* Problem statement *
How many lines in the rows below contain the word "forehead"? Give only the number.

* Material supplied *
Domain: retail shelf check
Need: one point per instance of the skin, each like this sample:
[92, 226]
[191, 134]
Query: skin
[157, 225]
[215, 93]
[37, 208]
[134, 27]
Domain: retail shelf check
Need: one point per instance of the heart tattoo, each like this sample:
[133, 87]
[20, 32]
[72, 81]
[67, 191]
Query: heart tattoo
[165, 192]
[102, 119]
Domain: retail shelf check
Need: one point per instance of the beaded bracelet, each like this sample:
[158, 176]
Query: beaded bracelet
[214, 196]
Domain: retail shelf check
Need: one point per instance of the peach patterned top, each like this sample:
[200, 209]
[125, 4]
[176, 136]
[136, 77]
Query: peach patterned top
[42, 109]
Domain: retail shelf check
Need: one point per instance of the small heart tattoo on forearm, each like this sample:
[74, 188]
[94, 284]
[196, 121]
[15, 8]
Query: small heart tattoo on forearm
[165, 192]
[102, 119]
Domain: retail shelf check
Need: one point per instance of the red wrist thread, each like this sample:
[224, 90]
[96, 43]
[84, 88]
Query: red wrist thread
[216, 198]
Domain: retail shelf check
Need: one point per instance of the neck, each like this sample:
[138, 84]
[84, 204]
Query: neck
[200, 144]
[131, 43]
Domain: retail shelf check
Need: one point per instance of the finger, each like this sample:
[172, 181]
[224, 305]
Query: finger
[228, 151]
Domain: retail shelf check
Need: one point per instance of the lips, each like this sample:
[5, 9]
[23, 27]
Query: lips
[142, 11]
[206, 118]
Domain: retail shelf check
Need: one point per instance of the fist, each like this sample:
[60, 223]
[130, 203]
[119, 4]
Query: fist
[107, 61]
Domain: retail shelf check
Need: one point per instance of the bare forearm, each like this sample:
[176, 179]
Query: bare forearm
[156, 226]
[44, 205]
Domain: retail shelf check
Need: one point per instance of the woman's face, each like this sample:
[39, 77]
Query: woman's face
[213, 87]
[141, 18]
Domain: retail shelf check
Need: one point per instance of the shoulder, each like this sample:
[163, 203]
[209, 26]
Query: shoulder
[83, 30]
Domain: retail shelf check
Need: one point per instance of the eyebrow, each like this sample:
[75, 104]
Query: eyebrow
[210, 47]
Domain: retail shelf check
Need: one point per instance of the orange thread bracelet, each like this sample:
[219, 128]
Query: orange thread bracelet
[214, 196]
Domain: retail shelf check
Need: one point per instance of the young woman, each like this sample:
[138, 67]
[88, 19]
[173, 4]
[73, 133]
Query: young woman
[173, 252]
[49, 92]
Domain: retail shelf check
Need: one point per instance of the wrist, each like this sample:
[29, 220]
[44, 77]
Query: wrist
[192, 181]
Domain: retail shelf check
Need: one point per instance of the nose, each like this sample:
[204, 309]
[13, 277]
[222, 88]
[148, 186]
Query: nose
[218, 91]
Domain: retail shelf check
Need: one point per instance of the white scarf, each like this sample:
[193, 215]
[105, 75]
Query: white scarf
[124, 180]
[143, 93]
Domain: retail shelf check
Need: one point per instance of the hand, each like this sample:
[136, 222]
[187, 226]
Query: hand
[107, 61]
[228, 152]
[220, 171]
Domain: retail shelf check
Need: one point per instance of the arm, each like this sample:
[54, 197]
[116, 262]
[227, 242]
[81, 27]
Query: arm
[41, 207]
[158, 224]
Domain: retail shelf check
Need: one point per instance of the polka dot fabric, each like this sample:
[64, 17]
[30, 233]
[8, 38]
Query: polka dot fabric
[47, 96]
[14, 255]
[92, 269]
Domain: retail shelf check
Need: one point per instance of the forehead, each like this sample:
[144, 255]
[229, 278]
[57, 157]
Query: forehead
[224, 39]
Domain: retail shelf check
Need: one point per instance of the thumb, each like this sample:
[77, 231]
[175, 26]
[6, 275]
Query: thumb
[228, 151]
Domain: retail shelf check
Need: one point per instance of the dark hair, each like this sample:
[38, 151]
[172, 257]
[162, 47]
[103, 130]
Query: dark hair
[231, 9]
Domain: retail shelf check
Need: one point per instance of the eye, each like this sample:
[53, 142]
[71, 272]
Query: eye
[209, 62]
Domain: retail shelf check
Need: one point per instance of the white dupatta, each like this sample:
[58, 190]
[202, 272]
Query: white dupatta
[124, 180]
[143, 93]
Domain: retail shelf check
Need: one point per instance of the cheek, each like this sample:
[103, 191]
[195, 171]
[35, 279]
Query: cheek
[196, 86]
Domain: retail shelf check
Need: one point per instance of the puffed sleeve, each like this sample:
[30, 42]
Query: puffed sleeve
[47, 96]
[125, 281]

* Exercise answer *
2